*WORK ORDER*
From the line with "Target: bare foot" through the line with "Confirm that each instance of the bare arm", inclusive, return each line of the data below exactly and leave the rest out.

*Referring expression pointing data*
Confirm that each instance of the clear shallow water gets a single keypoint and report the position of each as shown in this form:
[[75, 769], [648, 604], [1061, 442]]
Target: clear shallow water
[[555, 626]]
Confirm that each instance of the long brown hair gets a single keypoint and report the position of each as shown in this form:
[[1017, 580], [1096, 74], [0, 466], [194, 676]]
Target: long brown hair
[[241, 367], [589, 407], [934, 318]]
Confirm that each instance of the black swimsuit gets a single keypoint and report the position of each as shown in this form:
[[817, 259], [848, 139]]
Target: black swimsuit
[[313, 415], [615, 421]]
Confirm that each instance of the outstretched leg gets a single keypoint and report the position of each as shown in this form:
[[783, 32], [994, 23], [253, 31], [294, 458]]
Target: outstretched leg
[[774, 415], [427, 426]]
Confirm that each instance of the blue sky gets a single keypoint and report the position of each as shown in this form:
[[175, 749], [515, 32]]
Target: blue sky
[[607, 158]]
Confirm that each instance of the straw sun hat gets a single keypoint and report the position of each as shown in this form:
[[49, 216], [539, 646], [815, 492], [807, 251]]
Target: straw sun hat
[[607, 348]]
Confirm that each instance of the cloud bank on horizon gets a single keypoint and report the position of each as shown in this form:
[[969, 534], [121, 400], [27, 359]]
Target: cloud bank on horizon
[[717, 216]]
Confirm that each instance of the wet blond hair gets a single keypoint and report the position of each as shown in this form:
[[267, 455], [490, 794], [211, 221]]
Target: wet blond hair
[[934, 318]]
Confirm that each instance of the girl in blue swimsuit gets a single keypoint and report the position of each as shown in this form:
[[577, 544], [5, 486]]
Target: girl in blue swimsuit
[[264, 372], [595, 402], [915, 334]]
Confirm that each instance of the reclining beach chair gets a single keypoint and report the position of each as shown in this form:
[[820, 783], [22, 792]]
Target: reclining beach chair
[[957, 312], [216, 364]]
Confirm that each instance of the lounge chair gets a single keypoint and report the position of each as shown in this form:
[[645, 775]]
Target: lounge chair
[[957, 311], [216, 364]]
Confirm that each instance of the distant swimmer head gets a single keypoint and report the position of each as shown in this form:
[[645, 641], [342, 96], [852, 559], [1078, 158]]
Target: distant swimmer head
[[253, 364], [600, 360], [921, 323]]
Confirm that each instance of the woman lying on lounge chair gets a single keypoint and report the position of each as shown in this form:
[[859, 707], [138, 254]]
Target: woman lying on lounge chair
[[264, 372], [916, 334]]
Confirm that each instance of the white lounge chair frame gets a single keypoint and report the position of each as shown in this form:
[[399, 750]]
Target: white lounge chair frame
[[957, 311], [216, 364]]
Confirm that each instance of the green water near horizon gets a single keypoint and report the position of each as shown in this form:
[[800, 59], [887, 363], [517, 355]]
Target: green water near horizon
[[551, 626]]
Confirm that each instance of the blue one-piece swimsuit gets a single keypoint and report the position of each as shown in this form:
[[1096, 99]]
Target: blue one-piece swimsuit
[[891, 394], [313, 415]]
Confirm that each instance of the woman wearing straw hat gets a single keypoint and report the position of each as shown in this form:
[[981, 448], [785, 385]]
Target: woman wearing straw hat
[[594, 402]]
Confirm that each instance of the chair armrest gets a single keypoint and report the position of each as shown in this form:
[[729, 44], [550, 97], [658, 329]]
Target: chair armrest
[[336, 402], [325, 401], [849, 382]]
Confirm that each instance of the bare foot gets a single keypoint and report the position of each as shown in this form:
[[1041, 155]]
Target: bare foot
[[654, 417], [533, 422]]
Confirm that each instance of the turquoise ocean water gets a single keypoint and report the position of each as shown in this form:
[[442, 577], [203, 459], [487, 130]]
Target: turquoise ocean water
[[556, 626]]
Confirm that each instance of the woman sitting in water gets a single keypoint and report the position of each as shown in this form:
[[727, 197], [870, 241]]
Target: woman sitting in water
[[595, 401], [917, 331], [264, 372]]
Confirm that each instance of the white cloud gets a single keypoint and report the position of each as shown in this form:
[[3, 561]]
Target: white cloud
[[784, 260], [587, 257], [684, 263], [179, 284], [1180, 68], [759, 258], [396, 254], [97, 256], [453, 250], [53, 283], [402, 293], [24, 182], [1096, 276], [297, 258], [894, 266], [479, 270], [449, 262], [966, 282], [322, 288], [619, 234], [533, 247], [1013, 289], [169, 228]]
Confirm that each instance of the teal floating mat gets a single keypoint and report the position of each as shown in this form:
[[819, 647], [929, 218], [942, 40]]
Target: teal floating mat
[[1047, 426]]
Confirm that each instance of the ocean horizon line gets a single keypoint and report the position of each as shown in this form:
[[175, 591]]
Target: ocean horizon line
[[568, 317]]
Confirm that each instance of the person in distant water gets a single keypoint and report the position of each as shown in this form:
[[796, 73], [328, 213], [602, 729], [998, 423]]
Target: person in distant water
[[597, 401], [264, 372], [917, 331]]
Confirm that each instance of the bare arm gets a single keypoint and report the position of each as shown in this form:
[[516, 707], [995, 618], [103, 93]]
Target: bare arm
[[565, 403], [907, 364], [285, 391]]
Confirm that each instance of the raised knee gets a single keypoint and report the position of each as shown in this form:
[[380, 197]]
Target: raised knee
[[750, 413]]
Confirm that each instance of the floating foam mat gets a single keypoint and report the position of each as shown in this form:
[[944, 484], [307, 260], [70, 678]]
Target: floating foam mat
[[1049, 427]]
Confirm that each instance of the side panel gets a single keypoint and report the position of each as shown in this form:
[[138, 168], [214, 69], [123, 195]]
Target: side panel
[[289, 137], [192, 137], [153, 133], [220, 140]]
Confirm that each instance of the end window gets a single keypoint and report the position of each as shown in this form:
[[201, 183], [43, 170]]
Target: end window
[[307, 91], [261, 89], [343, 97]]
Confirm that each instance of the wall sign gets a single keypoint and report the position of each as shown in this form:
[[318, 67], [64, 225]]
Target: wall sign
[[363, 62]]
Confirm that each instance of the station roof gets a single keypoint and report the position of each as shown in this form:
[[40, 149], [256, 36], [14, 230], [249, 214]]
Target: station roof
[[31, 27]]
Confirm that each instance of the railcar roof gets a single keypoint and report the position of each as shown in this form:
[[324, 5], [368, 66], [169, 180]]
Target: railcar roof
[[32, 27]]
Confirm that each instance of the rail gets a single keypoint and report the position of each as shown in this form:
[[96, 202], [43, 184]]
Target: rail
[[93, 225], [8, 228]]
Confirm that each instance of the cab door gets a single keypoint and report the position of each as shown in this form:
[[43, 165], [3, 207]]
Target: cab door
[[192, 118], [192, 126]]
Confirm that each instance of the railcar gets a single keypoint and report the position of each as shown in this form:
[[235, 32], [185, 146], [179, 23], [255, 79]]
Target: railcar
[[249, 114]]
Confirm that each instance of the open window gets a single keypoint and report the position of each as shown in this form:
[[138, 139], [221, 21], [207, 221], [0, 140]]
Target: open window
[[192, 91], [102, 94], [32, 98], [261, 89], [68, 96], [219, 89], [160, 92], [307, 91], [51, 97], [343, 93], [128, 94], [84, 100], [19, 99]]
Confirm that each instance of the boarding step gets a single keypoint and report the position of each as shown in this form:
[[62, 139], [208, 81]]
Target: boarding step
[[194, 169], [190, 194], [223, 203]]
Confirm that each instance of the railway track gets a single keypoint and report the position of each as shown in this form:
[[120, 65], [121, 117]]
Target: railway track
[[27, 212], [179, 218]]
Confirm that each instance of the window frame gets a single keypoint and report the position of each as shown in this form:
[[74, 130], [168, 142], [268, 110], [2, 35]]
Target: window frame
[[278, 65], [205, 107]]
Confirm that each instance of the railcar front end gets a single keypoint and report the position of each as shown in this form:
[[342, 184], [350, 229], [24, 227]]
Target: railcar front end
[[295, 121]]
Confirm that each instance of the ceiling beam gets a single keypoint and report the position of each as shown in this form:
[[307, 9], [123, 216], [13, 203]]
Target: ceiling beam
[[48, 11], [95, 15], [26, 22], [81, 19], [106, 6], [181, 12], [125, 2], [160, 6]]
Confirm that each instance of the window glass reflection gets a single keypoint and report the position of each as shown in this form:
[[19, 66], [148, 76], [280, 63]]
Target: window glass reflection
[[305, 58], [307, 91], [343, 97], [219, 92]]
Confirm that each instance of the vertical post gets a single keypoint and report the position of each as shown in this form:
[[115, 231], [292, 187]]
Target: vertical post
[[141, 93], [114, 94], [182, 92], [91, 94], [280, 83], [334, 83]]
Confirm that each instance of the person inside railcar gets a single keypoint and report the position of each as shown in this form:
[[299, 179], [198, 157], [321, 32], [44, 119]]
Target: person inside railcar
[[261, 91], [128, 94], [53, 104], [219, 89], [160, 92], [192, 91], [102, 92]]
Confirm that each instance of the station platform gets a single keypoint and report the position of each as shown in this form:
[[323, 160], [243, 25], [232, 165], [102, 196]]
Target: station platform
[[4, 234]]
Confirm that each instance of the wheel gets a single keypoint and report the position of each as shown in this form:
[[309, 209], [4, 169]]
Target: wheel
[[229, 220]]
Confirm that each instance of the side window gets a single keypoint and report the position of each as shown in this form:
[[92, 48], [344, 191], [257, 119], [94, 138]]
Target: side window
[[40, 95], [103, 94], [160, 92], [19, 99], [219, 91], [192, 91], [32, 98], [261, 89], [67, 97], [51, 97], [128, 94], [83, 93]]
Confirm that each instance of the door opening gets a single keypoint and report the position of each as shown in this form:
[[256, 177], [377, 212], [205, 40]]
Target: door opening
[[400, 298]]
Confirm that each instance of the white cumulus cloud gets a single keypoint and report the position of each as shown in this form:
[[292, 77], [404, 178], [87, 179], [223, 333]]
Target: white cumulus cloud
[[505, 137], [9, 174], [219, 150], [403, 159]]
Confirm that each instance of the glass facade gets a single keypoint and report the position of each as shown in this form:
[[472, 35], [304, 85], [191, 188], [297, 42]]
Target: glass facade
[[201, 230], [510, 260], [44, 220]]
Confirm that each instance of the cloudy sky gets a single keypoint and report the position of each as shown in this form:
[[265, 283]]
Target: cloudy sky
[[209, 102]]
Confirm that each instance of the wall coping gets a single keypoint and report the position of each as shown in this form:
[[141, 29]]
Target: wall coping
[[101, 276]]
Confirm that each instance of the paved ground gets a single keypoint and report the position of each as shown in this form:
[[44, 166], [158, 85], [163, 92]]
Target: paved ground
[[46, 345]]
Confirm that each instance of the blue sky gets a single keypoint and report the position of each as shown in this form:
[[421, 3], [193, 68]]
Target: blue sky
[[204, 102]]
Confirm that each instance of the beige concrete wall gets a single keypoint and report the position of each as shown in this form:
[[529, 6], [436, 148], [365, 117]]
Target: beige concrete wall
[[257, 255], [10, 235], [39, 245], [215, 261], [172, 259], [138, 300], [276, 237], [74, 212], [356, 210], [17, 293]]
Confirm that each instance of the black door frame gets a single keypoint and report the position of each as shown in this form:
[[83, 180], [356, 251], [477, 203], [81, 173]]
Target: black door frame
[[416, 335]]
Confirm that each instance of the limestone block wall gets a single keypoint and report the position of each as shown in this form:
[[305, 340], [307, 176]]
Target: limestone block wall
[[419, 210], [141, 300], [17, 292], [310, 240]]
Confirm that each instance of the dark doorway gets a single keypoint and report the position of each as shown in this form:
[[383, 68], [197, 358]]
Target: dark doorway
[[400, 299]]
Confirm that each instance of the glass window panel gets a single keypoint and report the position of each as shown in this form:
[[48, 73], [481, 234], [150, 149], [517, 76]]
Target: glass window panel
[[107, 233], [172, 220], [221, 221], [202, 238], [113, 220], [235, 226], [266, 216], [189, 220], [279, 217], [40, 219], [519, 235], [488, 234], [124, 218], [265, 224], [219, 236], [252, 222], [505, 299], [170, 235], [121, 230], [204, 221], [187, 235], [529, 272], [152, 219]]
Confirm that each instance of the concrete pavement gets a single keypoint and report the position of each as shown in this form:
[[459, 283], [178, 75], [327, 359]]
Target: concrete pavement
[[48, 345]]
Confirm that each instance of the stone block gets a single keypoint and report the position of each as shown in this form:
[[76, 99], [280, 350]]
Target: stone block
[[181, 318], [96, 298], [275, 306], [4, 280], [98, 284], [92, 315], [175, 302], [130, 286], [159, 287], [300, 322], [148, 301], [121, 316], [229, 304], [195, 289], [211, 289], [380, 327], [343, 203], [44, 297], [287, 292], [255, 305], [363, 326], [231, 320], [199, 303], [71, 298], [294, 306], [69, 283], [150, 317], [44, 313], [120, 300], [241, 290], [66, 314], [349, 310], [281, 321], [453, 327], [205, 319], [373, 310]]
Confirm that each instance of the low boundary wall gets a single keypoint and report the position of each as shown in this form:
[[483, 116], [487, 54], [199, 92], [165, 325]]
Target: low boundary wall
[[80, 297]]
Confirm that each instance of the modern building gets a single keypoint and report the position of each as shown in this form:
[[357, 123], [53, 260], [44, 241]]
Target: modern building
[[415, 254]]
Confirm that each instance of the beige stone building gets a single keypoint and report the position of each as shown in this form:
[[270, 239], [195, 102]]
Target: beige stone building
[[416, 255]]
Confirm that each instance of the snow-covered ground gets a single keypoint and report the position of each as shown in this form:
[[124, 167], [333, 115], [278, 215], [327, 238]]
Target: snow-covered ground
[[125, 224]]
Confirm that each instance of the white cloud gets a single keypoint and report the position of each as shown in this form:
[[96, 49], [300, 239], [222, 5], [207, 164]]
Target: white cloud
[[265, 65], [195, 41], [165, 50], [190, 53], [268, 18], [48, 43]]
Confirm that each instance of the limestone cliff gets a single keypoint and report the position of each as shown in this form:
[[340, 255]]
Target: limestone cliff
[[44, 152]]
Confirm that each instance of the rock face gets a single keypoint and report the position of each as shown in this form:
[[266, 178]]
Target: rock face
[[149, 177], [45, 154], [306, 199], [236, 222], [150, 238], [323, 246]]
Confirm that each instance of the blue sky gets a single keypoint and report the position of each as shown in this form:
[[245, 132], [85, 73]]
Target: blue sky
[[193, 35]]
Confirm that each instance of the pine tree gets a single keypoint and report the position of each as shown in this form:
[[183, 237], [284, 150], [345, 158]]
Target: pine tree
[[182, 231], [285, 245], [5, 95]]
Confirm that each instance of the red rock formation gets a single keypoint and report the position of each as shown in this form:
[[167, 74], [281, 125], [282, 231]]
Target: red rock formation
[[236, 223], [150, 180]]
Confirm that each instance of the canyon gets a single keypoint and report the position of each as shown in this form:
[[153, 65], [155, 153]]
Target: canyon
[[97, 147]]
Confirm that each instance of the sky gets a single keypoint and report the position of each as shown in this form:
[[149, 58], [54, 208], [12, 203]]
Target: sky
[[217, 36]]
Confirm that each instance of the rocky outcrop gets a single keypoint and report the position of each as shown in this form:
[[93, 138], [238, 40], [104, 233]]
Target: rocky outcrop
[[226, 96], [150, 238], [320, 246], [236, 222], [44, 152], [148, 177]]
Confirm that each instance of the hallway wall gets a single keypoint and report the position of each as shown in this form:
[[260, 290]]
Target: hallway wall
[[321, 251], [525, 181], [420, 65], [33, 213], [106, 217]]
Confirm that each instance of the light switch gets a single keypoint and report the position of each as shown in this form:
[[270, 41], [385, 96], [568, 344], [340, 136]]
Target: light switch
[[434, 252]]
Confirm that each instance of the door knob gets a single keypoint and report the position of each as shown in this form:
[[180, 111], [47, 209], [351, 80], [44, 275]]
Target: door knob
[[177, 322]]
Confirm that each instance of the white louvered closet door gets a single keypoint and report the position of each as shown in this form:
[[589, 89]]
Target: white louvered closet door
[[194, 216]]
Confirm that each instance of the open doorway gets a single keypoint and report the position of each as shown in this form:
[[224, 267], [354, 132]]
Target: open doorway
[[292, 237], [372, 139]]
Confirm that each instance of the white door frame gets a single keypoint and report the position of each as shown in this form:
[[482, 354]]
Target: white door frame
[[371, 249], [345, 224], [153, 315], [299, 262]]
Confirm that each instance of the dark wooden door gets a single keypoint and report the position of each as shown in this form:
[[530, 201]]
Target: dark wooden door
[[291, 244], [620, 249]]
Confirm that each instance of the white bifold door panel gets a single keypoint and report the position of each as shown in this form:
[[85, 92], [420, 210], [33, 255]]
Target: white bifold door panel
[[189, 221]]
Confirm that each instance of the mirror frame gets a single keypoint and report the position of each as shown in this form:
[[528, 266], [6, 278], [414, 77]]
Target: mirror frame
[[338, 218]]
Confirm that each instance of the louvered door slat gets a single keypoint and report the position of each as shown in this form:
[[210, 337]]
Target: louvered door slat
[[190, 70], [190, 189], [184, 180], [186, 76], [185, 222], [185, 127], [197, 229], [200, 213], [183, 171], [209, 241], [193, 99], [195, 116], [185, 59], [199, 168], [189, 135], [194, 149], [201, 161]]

*TASK ANSWER*
Target: bare foot
[[654, 417], [533, 422]]
Confirm that each instance of the turquoise ocean water gets a single keypoint and report the position of each as shown in this form:
[[442, 577], [203, 459], [487, 130]]
Target: turquoise ocean water
[[556, 626]]
Confirm that each instance of the woman sitting in water gets a single keypoint and report the position of each as shown in this form:
[[727, 197], [870, 241]]
Target: woman sitting in water
[[595, 401], [917, 331], [264, 372]]
Confirm that each instance of the white cloud gets a single keypoint and report the position of each as shown in this form:
[[3, 561]]
Target: white cloud
[[784, 260], [587, 257], [684, 263], [179, 284], [1180, 68], [759, 258], [396, 254], [97, 256], [453, 250], [53, 283], [402, 293], [24, 182], [1096, 276], [297, 258], [894, 266], [479, 270], [449, 262], [966, 282], [322, 288], [619, 234], [533, 247], [1013, 289], [169, 228]]
Confirm that each instance of the teal floating mat gets a single keypoint and report the position of each as shown in this form:
[[819, 647], [929, 218], [942, 40]]
Target: teal floating mat
[[1047, 426]]
Confirm that each instance of the ocean horizon line gets a single keypoint and report the position of each as shown in this form:
[[175, 591]]
Target: ocean horizon line
[[568, 317]]
Confirm that each instance of the person in distant water gets a single keypoint and report the position of each as shown in this form:
[[796, 73], [328, 213], [602, 729], [998, 423]]
Target: person in distant water
[[597, 401], [264, 372], [917, 331]]
Confirm that each instance of the bare arm gets a single keypoint and report the position of each as shown in this form:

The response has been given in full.